- EXERCISE DETAILS -
Transcribe every entry precisely, omitting nothing.

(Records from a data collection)
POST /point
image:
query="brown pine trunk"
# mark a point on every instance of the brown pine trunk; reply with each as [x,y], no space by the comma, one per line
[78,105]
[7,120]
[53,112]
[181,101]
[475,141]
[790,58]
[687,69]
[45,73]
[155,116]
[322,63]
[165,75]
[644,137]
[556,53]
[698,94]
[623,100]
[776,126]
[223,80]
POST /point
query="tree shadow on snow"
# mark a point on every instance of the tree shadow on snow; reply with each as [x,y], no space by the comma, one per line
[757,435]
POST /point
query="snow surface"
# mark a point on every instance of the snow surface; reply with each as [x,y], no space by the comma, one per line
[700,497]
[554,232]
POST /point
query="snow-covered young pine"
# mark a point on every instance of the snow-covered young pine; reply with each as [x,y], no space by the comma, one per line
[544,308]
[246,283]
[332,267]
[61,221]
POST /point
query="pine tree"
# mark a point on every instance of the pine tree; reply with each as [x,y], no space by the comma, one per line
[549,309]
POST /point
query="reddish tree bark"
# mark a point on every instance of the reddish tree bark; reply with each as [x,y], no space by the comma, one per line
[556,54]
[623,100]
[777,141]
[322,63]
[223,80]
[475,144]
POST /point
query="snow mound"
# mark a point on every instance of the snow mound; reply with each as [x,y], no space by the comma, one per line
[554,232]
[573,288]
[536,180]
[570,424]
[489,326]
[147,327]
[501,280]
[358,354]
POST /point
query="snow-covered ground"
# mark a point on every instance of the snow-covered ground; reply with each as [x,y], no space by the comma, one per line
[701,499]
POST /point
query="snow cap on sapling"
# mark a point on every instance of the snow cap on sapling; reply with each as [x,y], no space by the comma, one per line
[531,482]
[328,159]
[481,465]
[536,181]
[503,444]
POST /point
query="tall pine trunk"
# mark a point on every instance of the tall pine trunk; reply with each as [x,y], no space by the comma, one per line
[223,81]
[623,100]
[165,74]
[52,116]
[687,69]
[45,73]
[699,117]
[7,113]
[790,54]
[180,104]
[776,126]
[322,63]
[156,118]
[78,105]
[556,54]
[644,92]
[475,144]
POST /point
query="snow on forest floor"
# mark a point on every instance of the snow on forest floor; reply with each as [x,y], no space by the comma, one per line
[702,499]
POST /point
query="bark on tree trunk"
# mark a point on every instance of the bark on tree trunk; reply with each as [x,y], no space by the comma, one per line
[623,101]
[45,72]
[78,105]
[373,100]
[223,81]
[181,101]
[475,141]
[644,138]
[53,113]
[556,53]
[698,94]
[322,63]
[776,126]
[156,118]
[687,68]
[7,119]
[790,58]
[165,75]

- RESULT BELOW -
POST /point
image:
query="brown pine trunk"
# mark a point on every instance of the brown pine trunk; reply with each as [x,y], no space by the comma, one per line
[78,105]
[7,120]
[53,112]
[181,101]
[475,141]
[790,58]
[687,69]
[45,73]
[155,116]
[322,63]
[165,75]
[644,137]
[556,53]
[698,94]
[623,100]
[776,126]
[223,80]
POST /point
query="tree shadow on snow"
# mark a point on every instance of the tree shadow on snow; reply with each as [x,y], no space by the comma, one per line
[757,435]
POST /point
query="snow surface"
# mark a point on every instance of the snow surface; reply with each as [x,y], no space by the comma, one per line
[700,497]
[554,232]
POST /point
query="snow-covered young pine"
# mark a point on every instance of the snow-covered young pine; reply with each as [x,y], no space by the comma, one per line
[544,308]
[246,283]
[332,267]
[61,221]
POST /point
query="pine tree"
# mark a point on every instance of the pine tree; reply with each as [x,y], no space by the comma, one per line
[549,309]
POST /point
query="reddish tree bark"
# mark a point on every instance of the reddish tree bark; reply with each as [x,y], no space by the comma, one per line
[556,54]
[623,100]
[777,141]
[322,63]
[223,80]
[475,144]
POST /point
query="snow mound"
# mark a point on every instance of the snow mound; reply with each as [x,y], no space by the comma, one per line
[554,232]
[573,288]
[536,180]
[570,424]
[489,326]
[147,327]
[501,280]
[358,354]
POST /point
query="snow-covered ground"
# mark a point on every instance of the snow-covered ground; reply with each as [x,y], no space by the comma, one per line
[701,499]
POST /point
query="snow cap on sapling"
# mark a point on every instance of the snow cap on sapling; reply with each as [x,y], no space by the comma, one per line
[531,482]
[328,159]
[481,465]
[536,181]
[503,444]
POST /point
query="tall pine trunk"
# mark a point on every instance of the tall pine trunk; reply with each as [x,y], no space by the comma, one per line
[223,81]
[623,100]
[165,74]
[52,116]
[687,69]
[45,73]
[699,117]
[7,113]
[790,54]
[180,104]
[776,126]
[322,63]
[156,118]
[78,105]
[556,54]
[644,92]
[475,144]
POST /point
query="snow on forest floor"
# mark a point on every instance of the snow on forest floor; reply with each as [x,y], no space by the comma, one per line
[702,499]
POST /point
query="bark on tree trunk"
# mark a point on every instance of the bark on tree trunk; reply with each as [x,y], no space by the comma, one per line
[623,101]
[45,72]
[78,105]
[373,100]
[223,81]
[181,101]
[475,141]
[644,138]
[53,113]
[556,53]
[698,94]
[322,63]
[776,126]
[156,118]
[687,68]
[7,119]
[790,58]
[165,75]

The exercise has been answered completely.